── Text ──

Sami al-Arian
In 2006, Sami al-Arian, one of the most
prominent American Muslim leaders introduced to George W. Bush by power broker Grover Norquist at the turn of the millennium,
began a 57-month prison term for his support of a Specially Designated Global
Terrorist (SDGT) group. In September 2006, while serving his sentence, Al-Arian was
ordered to testify in America’s largest terror financing investigation, Operation
Greenquest, which raided a network of Northern Virginia Muslim charities linked to
other terror groups Al-Arian had founded. He refused, saying that it violated his
plea agreement and would put his life in danger. He was sentenced to 18 more months
for contempt of court.
In 1981, Al-Arian helped found the Islamic
Association for Palestine (IAP). One of IAP’s founders, Mousa Abu Marzook,, a leader of Hamas, the
SDGT group that now controls the Palestinian government.
IAP is one of
several groups, along with Holy Land Foundation, held responsible for the death of
an American who was shot and killed by Hamas members in Jerusalem in 1996. Marzook
has spoken in favor of suicide bombings and has invested with several individuals
and companies, such as Ghassam Elashi and Holy Land Foundation (HLF), convicted on
terrorism-related charges. (IAP and HLF are closely tied, and Elashi helped launch
both organizations.) The IAP was the parent organization of the Council on
American-Islamic Relations, an advocacy group that is the mainstream media’s first
call on Muslim issues despite recent convictions of several of its leading
alumni.
In a 1995 raid on the office of Al-Arian’s World & Islam Studies
Institute (WISE) in Tampa, Florida, the FBI found stationery with the logo of
Palestinian Islamic Jihad (PIJ)—a small, radical Muslim Brotherhood splinter group
condemned by human rights organizations for attacking Israeli civilians and given an
SDGT designation by the Treasury Department. (In 2007, the State Department offered
a $5 million reward for information leading to the capture of Ramadan Abdullah
Shallah, PIJ’s leader.) The 1995 WISE raid also turned up a letter dated October 23,
1995 showing that WISE intended to keep Ramadan Abdullah Shallah on its payroll
through 1996. (Shallah fled to Syria to take the reins of the PIJ right around the
time of that letter, whereupon the U.S. quickly designated him SDGT.) Another
letter, dated the same day as the raid, listed a deported PIJ leader as a former
WISE researcher. According to former federal prosecutor John Loftus, the FBI called
off the investigation in 1995 because the State Department did not want Al-Arian’s
activities to be traced to Saudi Arabia.

───
── Entries shown ──

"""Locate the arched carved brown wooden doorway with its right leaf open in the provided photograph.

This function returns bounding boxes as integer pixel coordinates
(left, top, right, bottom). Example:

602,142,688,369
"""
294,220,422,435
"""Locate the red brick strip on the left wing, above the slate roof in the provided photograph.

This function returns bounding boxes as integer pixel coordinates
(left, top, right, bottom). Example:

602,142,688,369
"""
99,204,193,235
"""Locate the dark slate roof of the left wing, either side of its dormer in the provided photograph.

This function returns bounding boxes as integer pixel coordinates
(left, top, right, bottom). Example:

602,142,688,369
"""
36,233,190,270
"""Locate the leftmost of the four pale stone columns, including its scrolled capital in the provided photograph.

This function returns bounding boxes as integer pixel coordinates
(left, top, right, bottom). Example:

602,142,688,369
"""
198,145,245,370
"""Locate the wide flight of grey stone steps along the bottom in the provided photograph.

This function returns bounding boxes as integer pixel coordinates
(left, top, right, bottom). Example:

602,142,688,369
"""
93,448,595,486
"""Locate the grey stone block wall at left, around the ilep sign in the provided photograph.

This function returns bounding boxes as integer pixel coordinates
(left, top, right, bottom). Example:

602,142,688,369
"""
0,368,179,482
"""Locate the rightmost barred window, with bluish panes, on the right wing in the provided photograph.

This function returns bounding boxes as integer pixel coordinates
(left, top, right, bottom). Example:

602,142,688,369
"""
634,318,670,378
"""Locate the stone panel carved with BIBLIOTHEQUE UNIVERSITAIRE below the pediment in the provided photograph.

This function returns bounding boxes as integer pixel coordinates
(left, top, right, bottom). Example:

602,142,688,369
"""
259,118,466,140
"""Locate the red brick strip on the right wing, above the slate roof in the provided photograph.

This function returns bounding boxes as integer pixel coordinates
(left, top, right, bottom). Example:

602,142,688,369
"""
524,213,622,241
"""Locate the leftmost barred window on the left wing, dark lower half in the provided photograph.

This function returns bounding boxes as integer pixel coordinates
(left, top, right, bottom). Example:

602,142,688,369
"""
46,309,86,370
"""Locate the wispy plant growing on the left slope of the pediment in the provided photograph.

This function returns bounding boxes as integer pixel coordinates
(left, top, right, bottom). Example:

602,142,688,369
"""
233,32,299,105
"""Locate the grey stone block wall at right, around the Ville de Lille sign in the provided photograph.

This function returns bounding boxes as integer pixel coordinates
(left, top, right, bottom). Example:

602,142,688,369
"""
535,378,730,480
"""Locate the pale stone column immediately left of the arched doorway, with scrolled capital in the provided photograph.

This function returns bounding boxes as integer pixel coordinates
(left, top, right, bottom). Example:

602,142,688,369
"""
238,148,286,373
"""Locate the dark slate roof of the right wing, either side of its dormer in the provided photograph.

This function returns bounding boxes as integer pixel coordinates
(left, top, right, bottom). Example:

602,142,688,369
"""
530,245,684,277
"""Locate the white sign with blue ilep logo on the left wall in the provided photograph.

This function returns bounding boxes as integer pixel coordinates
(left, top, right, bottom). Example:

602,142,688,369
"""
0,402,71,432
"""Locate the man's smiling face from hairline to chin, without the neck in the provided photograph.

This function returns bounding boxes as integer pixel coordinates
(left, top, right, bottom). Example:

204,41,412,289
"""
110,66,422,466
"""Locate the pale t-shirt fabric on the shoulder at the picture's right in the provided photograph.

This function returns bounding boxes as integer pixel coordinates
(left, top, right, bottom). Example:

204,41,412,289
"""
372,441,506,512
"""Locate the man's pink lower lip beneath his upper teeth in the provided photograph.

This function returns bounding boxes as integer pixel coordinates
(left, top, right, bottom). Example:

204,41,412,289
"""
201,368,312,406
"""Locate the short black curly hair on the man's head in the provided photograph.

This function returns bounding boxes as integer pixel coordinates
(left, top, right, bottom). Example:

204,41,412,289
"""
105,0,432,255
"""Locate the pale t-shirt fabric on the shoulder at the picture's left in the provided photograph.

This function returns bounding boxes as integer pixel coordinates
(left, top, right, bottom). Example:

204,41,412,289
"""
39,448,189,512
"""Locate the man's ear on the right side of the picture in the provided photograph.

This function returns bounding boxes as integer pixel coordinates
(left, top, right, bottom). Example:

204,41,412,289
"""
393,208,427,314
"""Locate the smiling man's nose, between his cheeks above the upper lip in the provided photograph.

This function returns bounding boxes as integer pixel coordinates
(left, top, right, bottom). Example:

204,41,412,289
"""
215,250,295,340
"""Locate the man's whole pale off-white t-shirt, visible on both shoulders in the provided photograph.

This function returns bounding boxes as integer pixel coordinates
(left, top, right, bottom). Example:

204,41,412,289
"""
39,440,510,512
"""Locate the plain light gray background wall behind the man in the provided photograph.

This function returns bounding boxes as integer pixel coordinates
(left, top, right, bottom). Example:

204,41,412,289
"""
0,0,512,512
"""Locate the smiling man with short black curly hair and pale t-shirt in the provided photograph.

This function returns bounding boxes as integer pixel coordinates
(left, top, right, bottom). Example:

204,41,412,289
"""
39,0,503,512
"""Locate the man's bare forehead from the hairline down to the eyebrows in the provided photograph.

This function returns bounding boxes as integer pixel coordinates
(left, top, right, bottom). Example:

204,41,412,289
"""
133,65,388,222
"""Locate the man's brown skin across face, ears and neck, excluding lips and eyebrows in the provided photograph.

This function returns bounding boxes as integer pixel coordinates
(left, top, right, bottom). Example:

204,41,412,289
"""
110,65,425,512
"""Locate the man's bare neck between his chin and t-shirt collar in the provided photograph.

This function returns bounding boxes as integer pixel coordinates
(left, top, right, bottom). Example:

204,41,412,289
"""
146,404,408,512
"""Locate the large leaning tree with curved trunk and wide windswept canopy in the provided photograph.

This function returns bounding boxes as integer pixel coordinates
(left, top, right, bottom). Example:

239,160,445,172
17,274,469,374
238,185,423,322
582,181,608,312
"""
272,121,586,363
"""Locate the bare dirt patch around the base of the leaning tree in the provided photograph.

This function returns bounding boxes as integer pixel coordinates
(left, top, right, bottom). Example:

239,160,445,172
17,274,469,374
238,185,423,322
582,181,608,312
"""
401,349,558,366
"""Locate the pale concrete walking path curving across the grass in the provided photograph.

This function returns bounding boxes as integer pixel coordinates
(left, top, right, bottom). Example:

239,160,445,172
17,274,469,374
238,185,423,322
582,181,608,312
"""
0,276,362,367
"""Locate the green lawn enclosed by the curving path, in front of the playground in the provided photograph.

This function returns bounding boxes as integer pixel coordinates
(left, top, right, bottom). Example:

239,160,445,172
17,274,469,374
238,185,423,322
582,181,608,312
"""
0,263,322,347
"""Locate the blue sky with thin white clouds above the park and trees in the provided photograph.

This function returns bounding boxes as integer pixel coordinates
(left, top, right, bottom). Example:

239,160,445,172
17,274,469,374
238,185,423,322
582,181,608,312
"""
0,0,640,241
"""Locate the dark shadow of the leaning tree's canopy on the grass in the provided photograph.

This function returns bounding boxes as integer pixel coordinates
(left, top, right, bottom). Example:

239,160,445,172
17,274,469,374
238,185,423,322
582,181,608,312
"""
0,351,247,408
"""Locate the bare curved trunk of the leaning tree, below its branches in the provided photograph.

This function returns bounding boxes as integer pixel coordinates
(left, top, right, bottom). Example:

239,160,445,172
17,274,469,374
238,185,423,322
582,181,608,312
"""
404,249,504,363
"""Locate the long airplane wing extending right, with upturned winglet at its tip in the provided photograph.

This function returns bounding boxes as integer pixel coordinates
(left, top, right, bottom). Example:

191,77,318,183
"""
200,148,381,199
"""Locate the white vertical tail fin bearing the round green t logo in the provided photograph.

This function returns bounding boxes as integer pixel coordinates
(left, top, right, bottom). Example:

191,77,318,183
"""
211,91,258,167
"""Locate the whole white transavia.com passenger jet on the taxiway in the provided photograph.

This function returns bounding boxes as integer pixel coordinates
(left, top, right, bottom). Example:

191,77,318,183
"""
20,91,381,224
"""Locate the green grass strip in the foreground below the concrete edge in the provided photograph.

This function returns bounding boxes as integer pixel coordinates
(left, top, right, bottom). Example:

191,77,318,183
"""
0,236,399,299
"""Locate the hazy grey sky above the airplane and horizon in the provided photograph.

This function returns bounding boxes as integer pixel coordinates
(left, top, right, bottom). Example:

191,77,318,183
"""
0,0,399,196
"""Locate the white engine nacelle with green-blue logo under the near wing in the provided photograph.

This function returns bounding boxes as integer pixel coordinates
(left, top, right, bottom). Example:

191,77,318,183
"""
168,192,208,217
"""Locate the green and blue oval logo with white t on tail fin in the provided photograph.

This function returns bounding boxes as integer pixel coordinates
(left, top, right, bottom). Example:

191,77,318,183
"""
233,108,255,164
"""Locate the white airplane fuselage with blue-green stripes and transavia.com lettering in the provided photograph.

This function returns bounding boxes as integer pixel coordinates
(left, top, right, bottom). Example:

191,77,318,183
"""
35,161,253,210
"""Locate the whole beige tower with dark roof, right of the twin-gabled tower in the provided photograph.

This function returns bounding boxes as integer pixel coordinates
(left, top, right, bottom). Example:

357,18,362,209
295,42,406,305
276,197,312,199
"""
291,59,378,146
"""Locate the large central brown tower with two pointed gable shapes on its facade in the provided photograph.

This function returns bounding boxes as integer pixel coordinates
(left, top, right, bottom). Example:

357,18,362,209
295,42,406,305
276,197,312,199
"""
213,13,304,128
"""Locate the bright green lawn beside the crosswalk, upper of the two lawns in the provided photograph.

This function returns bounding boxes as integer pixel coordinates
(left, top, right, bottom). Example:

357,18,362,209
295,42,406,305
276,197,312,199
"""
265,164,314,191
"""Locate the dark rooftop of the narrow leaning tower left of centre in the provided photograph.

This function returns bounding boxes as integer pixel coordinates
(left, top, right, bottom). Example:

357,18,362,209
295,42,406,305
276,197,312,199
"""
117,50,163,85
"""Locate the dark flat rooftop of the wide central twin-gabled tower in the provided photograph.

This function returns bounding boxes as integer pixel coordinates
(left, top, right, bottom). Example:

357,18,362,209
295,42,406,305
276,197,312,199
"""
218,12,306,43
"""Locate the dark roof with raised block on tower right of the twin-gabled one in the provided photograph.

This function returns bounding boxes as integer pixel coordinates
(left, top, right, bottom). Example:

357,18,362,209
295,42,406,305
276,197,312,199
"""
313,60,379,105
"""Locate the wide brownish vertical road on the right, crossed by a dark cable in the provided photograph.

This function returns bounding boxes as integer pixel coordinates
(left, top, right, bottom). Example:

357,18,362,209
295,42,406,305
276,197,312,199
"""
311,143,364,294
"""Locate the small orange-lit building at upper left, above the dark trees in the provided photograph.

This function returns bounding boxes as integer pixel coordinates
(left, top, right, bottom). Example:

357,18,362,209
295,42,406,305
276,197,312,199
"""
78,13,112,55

───

Things to do —
A – For each statement, say yes or no depending on whether the Sami al-Arian text agrees with it, and quote the words from the text that settle it: (i) Al-Arian's prison term was 57 months long; (ii) the 1995 raid on WISE took place in Tampa, Florida; (iii) Al-Arian received 12 more months for contempt of court.
B – Retype the passage of the Sami al-Arian text from "In 1981, Al-Arian" up to and including "the Palestinian government.".
The listing has a separate origin and is unrelated to the Sami al-Arian text.

Solution set —
A –
(i) Yes: "began a 57-month prison term"
(ii) Yes: "in Tampa, Florida"
(iii) No: "He was sentenced to 18 more months"

B –
In 1981, Al-Arian helped found the Islamic
Association for Palestine (IAP). One of IAP’s founders, Mousa Abu Marzook,, a leader of Hamas, the
SDGT group that now controls the Palestinian government.